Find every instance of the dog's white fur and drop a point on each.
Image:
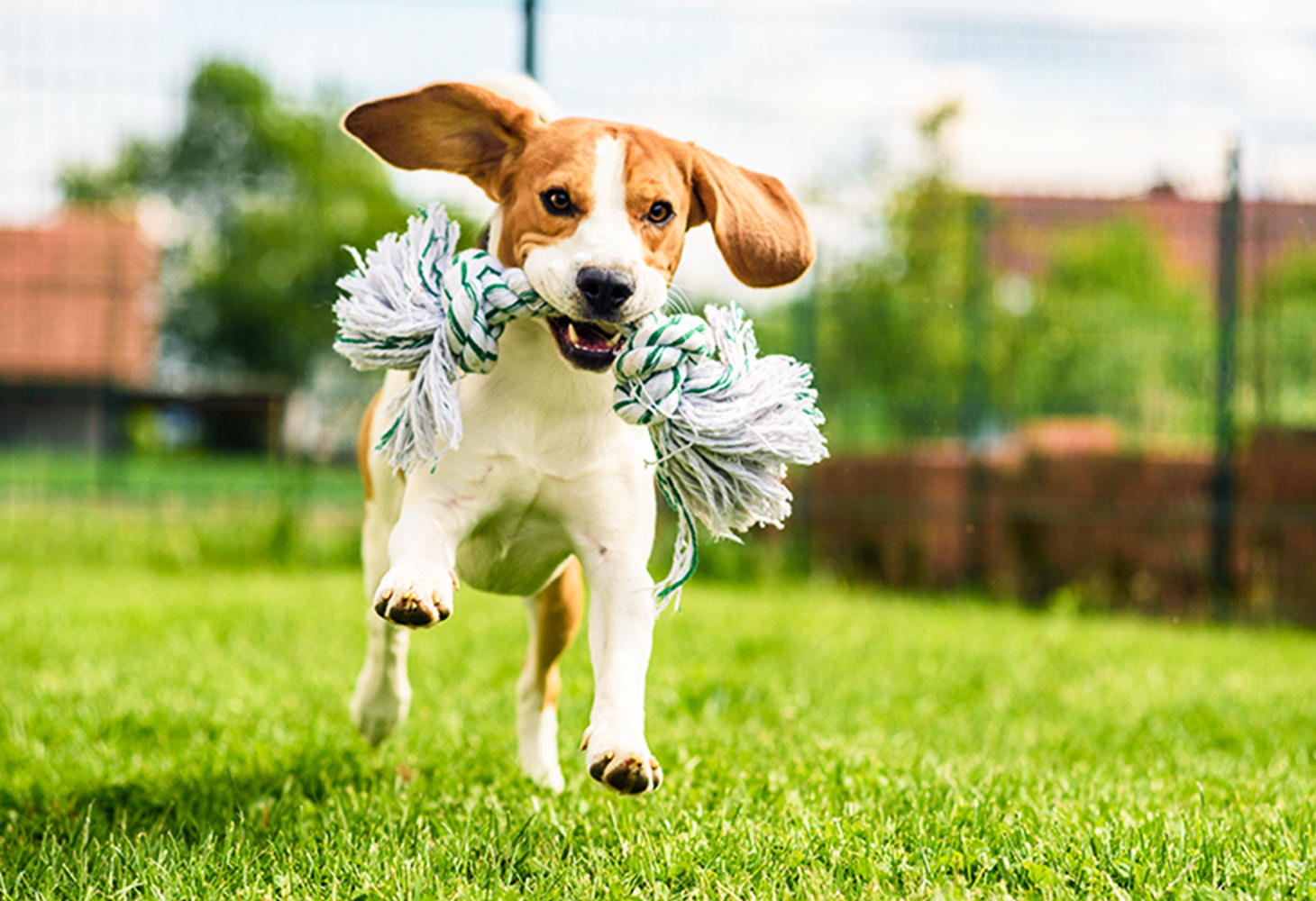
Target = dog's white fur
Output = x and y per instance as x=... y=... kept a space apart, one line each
x=545 y=469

::::

Format every line of the records above as a numbered list, skipping blank lines and leaving out the pictures.

1. Find every instance of the dog's white fur and drop a point on each.
2. Image:
3. Target = dog's white fur
4. Output = x and y per instance as x=... y=... kept a space apart, one line each
5. x=545 y=469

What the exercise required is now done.